§ Written request: Reproduce every line of the records below word for word, leaving nothing out and changing nothing.

§ Material provided:
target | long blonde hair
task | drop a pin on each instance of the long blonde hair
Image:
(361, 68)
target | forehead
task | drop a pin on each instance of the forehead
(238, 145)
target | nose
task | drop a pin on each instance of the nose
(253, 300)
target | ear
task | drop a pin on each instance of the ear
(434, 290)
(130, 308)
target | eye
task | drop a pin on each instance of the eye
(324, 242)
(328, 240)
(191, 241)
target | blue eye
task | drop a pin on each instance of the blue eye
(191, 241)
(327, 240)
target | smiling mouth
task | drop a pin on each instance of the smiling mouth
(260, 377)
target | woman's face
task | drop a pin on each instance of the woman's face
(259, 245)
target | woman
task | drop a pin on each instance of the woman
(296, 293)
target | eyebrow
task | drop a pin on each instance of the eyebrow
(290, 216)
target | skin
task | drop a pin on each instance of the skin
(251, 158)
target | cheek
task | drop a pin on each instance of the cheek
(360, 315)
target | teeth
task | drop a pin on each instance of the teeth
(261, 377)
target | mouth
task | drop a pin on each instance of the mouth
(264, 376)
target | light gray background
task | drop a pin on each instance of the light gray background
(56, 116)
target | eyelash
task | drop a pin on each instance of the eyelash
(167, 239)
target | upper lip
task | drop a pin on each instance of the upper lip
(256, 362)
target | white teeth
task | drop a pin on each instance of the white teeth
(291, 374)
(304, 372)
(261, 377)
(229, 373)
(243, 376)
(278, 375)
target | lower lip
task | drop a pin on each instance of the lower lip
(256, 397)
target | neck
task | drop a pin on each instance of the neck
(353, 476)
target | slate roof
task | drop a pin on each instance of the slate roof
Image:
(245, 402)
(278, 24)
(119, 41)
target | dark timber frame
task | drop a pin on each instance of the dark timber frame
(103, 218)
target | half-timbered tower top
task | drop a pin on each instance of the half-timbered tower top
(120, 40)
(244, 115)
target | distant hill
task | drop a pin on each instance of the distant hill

§ Complete answer:
target | long blonde hair
task | drop a pin on each instance of the long blonde hair
Image:
(361, 68)
target | forehead
task | drop a pin on each instance of the forehead
(238, 145)
target | nose
task | drop a pin on each instance of the nose
(253, 300)
target | ear
task | drop a pin on each instance of the ear
(434, 290)
(130, 308)
target | eye
task | drop a pin on each instance of the eye
(324, 242)
(328, 240)
(191, 241)
target | blue eye
task | drop a pin on each instance of the blue eye
(191, 241)
(327, 240)
target | smiling mouth
task | drop a pin on each instance of the smiling mouth
(260, 377)
target | woman's face
task | drop a pin on each instance of the woman's face
(259, 245)
target | woman
task | drop a pin on each instance of the woman
(296, 293)
target | eyebrow
task | drop a pin on each instance of the eyebrow
(290, 216)
target | skin
task | drop a pin on each instance of the skin
(251, 158)
target | cheek
task | drop a pin on each instance of the cheek
(360, 315)
target | teeth
task | drop a pin on each instance of the teeth
(261, 377)
target | mouth
task | drop a pin on each instance of the mouth
(264, 376)
target | light gray background
task | drop a pin on each instance of the light gray background
(56, 116)
target | eyelash
task | drop a pin on each instance of the eyelash
(167, 239)
target | upper lip
task | drop a pin on each instance of the upper lip
(256, 362)
target | white teeth
task | drop a pin on each instance of the white teeth
(291, 374)
(304, 372)
(261, 377)
(229, 373)
(243, 376)
(278, 375)
target | lower lip
task | drop a pin on each instance of the lower lip
(256, 397)
target | neck
task | drop a pin on each instance of the neck
(353, 476)
target | slate roof
task | drop a pin on each instance of the slate roof
Image:
(245, 402)
(278, 24)
(119, 41)
target | dark timber frame
task | drop a pin on each instance of the dark timber frame
(103, 218)
target | half-timbered tower top
task | drop a pin on each instance of the half-timbered tower top
(120, 40)
(244, 115)
target | distant hill
task | drop a pin on each instance of the distant hill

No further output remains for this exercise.